Document segment »
==============================

# Overclocking Processor



## thaFunkster (Jul 19, 2009)

Hello,

I just got a new computer, specs at end.

I am just considering overclocking the processor, I have done this with videocards in the past successfully, and it was easy. I understand OCing the cpu is not so easy though, and I want to do it with no risk, that is not push it too much. From what I have seen with others, I can probably expect to get the cpu running up to about 3.6G up from 3.

Only thing is, I dont actually know how to do it, I understand its all done through the BIOS. Can anyone help me out Pls? Thanks.
--------------
Core 2 Duo E8400 @ 3Ghz
2G DDR2 RAM @ 800
Coolermaster 460W PSU
Gigabyte G31M-ES2L Motherboard
Radeon 4850 512MB


----------



## greenbrucelee (Apr 24, 2007)

There's a thread at the top of the forum called if you are new to overclocking read here. It tells you how to overclock.

I have an e8400 and they are good at overclocking I have mine at 3.91 at the moment but have had it higher.

You will have to get a better PSU or atleast a higher wattage one.


----------



## mattlock (Dec 28, 2005)

3.6 should be attainable with aout a Vcore increase, but you'll need to set the voltage control to manual or the board will automatically over volt the CPU. My E8400 is doing 3.6 @ 1.22v. 

After reading Linderman's sticky to get familiar with overclocking, all you need to do to get 3.6 is change you your CPU host frequency to 400mhz, SPD to 2.2, and set the vaoltage control to manual. With those setting you would running at 3.6ghz on a 1:1 ratio so your memory will running at its stock speed of 800mhz.

I would also recommend a better quality power supply 550w or better. The only Coolmaster unit worth owning is the Real Power Pro Series.


----------



## greenbrucelee (Apr 24, 2007)

mattlock said:


> 3.6 should be attainable with aout a Vcore increase, but you'll need to set the voltage control to manual or the board will automatically over volt the CPU. My E8400 is doing 3.6 @ 1.22v.

==============================

Data entries »
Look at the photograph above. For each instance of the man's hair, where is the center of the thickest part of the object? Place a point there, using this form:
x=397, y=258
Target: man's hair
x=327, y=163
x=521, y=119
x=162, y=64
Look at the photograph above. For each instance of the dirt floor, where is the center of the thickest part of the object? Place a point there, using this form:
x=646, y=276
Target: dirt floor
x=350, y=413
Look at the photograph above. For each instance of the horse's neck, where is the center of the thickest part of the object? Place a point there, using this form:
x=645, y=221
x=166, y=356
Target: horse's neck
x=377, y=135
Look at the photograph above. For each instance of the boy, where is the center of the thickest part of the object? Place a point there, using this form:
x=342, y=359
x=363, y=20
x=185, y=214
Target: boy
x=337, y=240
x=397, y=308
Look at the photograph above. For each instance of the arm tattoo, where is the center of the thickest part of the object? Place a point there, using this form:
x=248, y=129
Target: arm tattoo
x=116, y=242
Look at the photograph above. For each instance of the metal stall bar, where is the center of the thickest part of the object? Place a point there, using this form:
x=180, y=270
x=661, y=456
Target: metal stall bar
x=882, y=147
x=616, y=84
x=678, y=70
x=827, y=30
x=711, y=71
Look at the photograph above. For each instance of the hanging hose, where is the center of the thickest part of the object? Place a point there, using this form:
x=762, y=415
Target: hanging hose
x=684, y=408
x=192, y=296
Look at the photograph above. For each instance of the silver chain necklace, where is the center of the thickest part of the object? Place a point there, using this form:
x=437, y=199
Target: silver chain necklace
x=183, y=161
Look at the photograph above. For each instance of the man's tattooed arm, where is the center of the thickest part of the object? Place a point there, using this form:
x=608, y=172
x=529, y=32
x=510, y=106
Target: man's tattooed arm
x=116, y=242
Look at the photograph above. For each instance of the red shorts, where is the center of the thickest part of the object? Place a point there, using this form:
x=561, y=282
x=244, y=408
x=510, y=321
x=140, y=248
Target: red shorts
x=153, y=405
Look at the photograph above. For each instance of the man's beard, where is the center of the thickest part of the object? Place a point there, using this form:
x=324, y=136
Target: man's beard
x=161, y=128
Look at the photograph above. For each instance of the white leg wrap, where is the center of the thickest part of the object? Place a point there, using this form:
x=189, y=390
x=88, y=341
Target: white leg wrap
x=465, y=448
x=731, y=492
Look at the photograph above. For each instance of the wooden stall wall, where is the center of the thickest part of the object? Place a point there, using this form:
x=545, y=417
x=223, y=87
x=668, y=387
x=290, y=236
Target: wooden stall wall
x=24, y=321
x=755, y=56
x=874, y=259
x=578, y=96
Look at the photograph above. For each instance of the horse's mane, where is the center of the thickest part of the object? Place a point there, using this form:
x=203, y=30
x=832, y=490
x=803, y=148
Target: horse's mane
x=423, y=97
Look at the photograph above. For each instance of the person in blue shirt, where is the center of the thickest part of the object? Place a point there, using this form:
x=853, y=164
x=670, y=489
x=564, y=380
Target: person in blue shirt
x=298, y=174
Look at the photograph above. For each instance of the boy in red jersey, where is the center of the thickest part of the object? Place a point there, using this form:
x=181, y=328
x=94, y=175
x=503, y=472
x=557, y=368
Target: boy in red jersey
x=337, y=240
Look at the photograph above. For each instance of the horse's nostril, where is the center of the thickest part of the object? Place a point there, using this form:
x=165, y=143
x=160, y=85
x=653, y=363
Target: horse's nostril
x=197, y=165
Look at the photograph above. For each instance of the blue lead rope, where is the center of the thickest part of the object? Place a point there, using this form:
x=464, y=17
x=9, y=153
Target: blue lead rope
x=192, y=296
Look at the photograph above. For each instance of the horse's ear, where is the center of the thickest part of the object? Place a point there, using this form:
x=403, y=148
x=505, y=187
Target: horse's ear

==============================

Directions for this task » Could you repeat the overclocking thread from the words "There's a thread" through "higher wattage one.", swapping in "power supply" wherever "PSU" appears?

Exercise answer »
There's a thread at the top of the forum called if you are new to overclocking read here. It tells you how to overclock.

I have an e8400 and they are good at overclocking I have mine at 3.91 at the moment but have had it higher.

You will have to get a better power supply or atleast a higher wattage one.